■ AIM OF THE TASK
Within the material below, transcribe exactly the lines from the one holding "positive clicks: (98, 63)" through the one holding "34L18 40L22 89L31", keeping both ends and skipping the rest.

■ RECORDS FOR THE EXERCISE
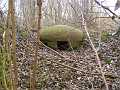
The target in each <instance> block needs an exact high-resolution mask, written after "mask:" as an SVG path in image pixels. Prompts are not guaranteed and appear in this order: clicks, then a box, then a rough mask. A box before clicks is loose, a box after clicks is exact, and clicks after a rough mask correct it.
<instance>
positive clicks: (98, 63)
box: [81, 12, 109, 90]
mask: <svg viewBox="0 0 120 90" xmlns="http://www.w3.org/2000/svg"><path fill="white" fill-rule="evenodd" d="M81 13H82V19H83V27H84V30H85V32H86V34H87V37H88V39H89V41H90V44H91V47H92V49H93V50H94V52H95V55H96V59H97V63H98V65H99V68H100V72H101V74H102V77H103V80H104V83H105V87H106V90H109V87H108V84H107V81H106V79H105V73H104V72H103V70H102V65H101V61H100V58H99V56H98V52H97V50H96V48H95V46H94V44H93V42H92V40H91V38H90V35H89V32H88V30H87V26H86V22H85V18H84V16H83V12H81Z"/></svg>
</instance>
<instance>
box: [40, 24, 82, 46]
mask: <svg viewBox="0 0 120 90" xmlns="http://www.w3.org/2000/svg"><path fill="white" fill-rule="evenodd" d="M83 38H84V34H83V32H82V31H80V30H79V29H75V28H73V27H71V26H67V25H54V26H49V27H45V28H43V29H42V30H41V32H40V40H41V41H43V42H44V43H46V44H47V45H48V46H50V47H53V48H57V41H68V42H70V44H71V46H72V47H73V48H79V47H80V45H81V42H82V41H83Z"/></svg>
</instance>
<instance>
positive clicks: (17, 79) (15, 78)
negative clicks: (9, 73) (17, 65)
mask: <svg viewBox="0 0 120 90" xmlns="http://www.w3.org/2000/svg"><path fill="white" fill-rule="evenodd" d="M9 11H10V17H9V19H10V22H8V23H10V24H11V31H12V48H11V60H12V61H11V62H12V63H11V64H12V66H11V67H12V70H13V72H12V74H13V75H12V80H13V81H12V82H13V90H17V85H18V74H17V62H16V30H15V9H14V0H9ZM10 24H9V25H10Z"/></svg>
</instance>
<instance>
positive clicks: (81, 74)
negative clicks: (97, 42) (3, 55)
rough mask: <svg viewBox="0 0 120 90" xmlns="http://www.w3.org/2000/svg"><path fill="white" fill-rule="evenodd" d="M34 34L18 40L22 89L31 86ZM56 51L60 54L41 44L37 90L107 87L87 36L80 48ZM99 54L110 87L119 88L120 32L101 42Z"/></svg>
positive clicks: (20, 87) (62, 89)
mask: <svg viewBox="0 0 120 90" xmlns="http://www.w3.org/2000/svg"><path fill="white" fill-rule="evenodd" d="M32 37H34V35H32ZM32 37H30V38H29V39H25V40H19V42H18V44H17V60H18V71H19V90H26V88H29V78H30V74H29V73H30V65H31V64H32V61H33V60H34V52H35V38H32ZM57 52H59V54H60V55H59V54H57V53H55V52H53V51H51V50H50V49H49V48H46V47H42V46H40V48H39V50H38V65H37V66H38V67H37V73H36V75H37V82H36V83H37V86H36V88H37V89H38V90H105V85H104V82H103V79H102V76H101V73H100V69H99V66H98V64H97V60H96V56H95V53H94V51H93V50H92V48H91V46H90V44H89V42H88V40H86V43H85V45H84V46H82V47H81V48H80V49H79V50H74V51H62V50H57ZM98 54H99V57H100V59H101V63H102V67H103V71H104V72H105V77H106V80H107V82H108V85H109V88H110V90H120V60H119V59H120V36H113V37H110V38H109V39H108V40H106V41H105V42H102V43H101V44H100V48H99V50H98Z"/></svg>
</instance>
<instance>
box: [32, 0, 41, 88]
mask: <svg viewBox="0 0 120 90" xmlns="http://www.w3.org/2000/svg"><path fill="white" fill-rule="evenodd" d="M37 5H38V8H39V9H38V29H37V38H36V43H35V47H36V48H35V56H34V60H33V64H32V66H31V69H33V70H32V75H31V79H30V80H31V81H30V90H36V87H35V86H36V79H37V78H36V69H37V56H38V48H39V46H38V45H39V44H38V43H39V40H40V29H41V16H42V15H41V8H42V0H37Z"/></svg>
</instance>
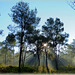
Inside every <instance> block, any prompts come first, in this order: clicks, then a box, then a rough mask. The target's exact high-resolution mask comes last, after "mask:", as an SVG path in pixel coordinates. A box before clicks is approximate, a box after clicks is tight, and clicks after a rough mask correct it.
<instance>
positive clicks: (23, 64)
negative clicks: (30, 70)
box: [23, 51, 26, 67]
mask: <svg viewBox="0 0 75 75" xmlns="http://www.w3.org/2000/svg"><path fill="white" fill-rule="evenodd" d="M25 58H26V51H25V54H24V60H23V67H24V65H25Z"/></svg>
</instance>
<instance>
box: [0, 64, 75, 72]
mask: <svg viewBox="0 0 75 75" xmlns="http://www.w3.org/2000/svg"><path fill="white" fill-rule="evenodd" d="M18 70H19V67H18V66H14V65H5V64H0V73H18ZM21 73H48V72H47V69H46V67H45V65H41V66H39V67H38V68H36V67H35V66H30V65H27V66H25V67H23V68H21ZM49 73H75V66H71V65H68V66H66V67H63V66H61V67H59V70H55V69H53V68H50V67H49Z"/></svg>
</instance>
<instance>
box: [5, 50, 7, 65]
mask: <svg viewBox="0 0 75 75" xmlns="http://www.w3.org/2000/svg"><path fill="white" fill-rule="evenodd" d="M6 55H7V51H6V52H5V64H6V60H7V59H6V58H7V56H6Z"/></svg>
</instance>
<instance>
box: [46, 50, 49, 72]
mask: <svg viewBox="0 0 75 75" xmlns="http://www.w3.org/2000/svg"><path fill="white" fill-rule="evenodd" d="M45 53H46V68H47V71H48V73H49V68H48V61H47V51H46V49H45Z"/></svg>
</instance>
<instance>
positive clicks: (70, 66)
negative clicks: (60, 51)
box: [57, 64, 75, 73]
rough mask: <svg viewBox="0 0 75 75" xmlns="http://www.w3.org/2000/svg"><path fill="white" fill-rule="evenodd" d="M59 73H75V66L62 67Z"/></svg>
mask: <svg viewBox="0 0 75 75" xmlns="http://www.w3.org/2000/svg"><path fill="white" fill-rule="evenodd" d="M57 73H75V66H71V65H70V64H68V66H65V67H63V66H61V67H59V70H58V71H57Z"/></svg>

■ FINISHED EXERCISE
positive clicks: (98, 63)
box: [81, 12, 109, 90]
mask: <svg viewBox="0 0 120 90" xmlns="http://www.w3.org/2000/svg"><path fill="white" fill-rule="evenodd" d="M81 13H82V19H83V27H84V30H85V32H86V34H87V37H88V39H89V41H90V44H91V47H92V49H93V50H94V52H95V55H96V59H97V63H98V65H99V68H100V72H101V74H102V77H103V80H104V83H105V87H106V90H109V87H108V84H107V81H106V79H105V73H104V72H103V70H102V65H101V61H100V58H99V56H98V52H97V50H96V48H95V46H94V44H93V42H92V40H91V38H90V35H89V32H88V30H87V26H86V22H85V18H84V16H83V12H81Z"/></svg>
</instance>
<instance>
box: [40, 24, 82, 46]
mask: <svg viewBox="0 0 120 90" xmlns="http://www.w3.org/2000/svg"><path fill="white" fill-rule="evenodd" d="M83 38H84V34H83V32H82V31H80V30H79V29H75V28H73V27H71V26H67V25H54V26H49V27H45V28H43V29H42V30H41V32H40V40H41V41H43V42H44V43H46V44H47V45H48V46H50V47H53V48H57V41H68V42H70V44H71V46H72V47H73V48H79V47H80V45H81V42H82V41H83Z"/></svg>
</instance>
<instance>
positive clicks: (17, 79) (15, 78)
negative clicks: (9, 73) (17, 65)
mask: <svg viewBox="0 0 120 90" xmlns="http://www.w3.org/2000/svg"><path fill="white" fill-rule="evenodd" d="M9 11H10V17H9V19H10V22H8V23H10V24H11V31H12V48H11V60H12V61H11V62H12V63H11V64H12V66H11V67H12V70H13V72H12V74H13V75H12V80H13V81H12V82H13V90H17V85H18V74H17V62H16V30H15V9H14V0H9ZM10 24H9V25H10Z"/></svg>
</instance>
<instance>
positive clicks: (81, 74)
negative clicks: (97, 42) (3, 55)
rough mask: <svg viewBox="0 0 120 90" xmlns="http://www.w3.org/2000/svg"><path fill="white" fill-rule="evenodd" d="M34 34L18 40L22 89L31 86ZM56 51L60 54L41 44L37 90L107 87L87 36L80 48ZM99 54L110 87L119 88L120 32L101 42Z"/></svg>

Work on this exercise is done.